Outline labeling records:
_ _ _ _ _ _ _
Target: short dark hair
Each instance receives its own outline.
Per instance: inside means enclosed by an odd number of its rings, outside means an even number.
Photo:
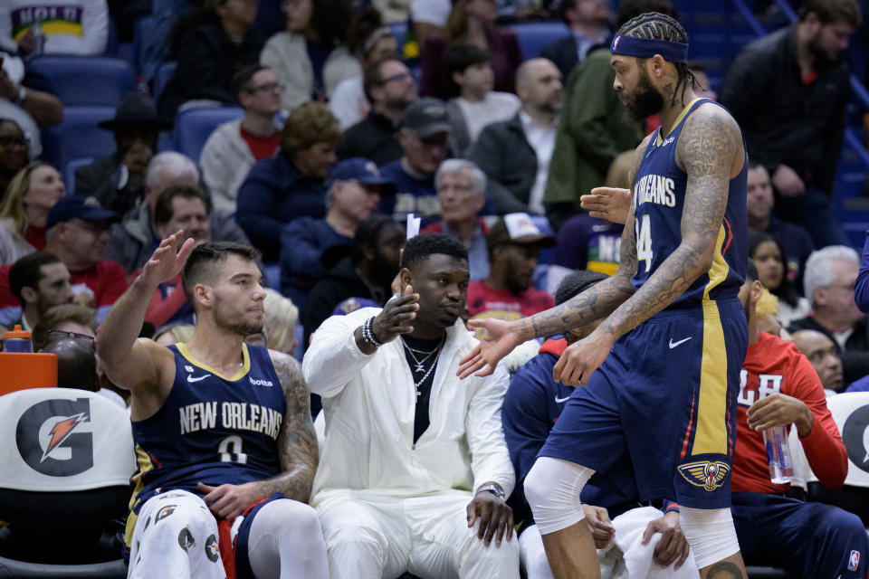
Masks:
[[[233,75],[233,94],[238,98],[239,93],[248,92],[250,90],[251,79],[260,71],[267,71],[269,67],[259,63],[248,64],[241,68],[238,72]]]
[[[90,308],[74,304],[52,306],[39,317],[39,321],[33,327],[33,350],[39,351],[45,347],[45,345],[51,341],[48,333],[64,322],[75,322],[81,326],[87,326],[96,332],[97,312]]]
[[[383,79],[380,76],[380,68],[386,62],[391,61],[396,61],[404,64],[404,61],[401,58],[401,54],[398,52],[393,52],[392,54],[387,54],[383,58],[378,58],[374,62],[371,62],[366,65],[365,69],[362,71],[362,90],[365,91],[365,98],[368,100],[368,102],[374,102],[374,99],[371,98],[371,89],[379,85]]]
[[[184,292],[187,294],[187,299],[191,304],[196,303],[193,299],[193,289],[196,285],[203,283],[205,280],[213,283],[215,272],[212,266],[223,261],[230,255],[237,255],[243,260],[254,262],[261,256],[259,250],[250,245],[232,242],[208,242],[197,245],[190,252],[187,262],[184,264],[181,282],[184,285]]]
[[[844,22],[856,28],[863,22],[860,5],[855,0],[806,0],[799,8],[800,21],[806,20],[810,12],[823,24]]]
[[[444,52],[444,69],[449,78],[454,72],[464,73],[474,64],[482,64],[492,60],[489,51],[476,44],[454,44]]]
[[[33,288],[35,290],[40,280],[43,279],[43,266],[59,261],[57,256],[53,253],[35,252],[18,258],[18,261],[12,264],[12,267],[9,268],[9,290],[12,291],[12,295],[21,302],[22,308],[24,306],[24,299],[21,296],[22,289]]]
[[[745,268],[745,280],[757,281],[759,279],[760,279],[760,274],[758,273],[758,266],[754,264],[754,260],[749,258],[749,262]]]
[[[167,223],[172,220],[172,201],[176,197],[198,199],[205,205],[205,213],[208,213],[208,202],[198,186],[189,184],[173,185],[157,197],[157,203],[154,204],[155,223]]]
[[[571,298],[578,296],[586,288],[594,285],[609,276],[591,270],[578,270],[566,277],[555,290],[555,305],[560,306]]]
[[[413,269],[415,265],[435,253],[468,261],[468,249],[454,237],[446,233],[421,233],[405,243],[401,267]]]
_ _ _ _ _ _ _
Requirement:
Skipping the pictures, transcribe each line above exactly as it appears.

Reply:
Target: short dark hair
Each instance receives its own outline.
Per instance: inside means enclosed by an odd number of its rings, outside means an even number.
Photo:
Masks:
[[[233,75],[233,94],[238,98],[239,93],[248,92],[250,90],[251,79],[260,71],[267,71],[269,67],[259,63],[248,64],[241,68],[238,72]]]
[[[90,308],[74,304],[52,306],[39,317],[39,321],[33,327],[33,350],[39,351],[45,347],[45,345],[51,341],[48,333],[64,322],[75,322],[81,326],[87,326],[96,332],[97,312]]]
[[[383,79],[380,76],[380,68],[386,62],[391,61],[396,61],[404,64],[404,61],[401,58],[401,54],[398,52],[393,52],[392,54],[387,54],[383,58],[378,58],[374,62],[371,62],[366,65],[365,69],[362,71],[362,90],[365,91],[365,98],[368,100],[368,102],[374,102],[374,99],[371,98],[371,89],[379,85]]]
[[[184,292],[187,294],[187,299],[191,304],[196,303],[193,299],[193,289],[196,285],[203,283],[205,280],[213,283],[215,272],[212,266],[223,261],[230,255],[237,255],[243,260],[254,262],[261,256],[259,250],[250,245],[232,242],[208,242],[197,245],[190,252],[187,262],[184,264],[181,282],[184,285]]]
[[[844,22],[856,28],[863,22],[860,5],[855,0],[806,0],[799,8],[800,21],[806,20],[810,12],[823,24]]]
[[[444,52],[444,69],[449,78],[454,72],[464,73],[474,64],[482,64],[492,60],[489,51],[476,44],[454,44]]]
[[[33,288],[35,290],[40,280],[43,279],[43,266],[59,261],[57,256],[53,253],[35,252],[18,258],[18,261],[12,264],[12,267],[9,268],[9,290],[12,291],[12,295],[21,302],[22,308],[24,306],[24,299],[21,296],[22,289]]]
[[[745,268],[745,280],[757,281],[759,279],[760,279],[760,274],[758,273],[758,266],[754,264],[754,260],[749,258],[749,262]]]
[[[167,223],[172,220],[172,201],[176,197],[198,199],[205,205],[205,213],[208,213],[208,202],[198,186],[189,184],[173,185],[157,197],[157,203],[154,204],[155,223]]]
[[[571,298],[578,296],[586,288],[594,285],[609,276],[591,270],[578,270],[566,277],[555,290],[555,305],[560,306]]]
[[[413,269],[415,265],[435,253],[468,261],[468,249],[454,237],[446,233],[421,233],[405,243],[401,267]]]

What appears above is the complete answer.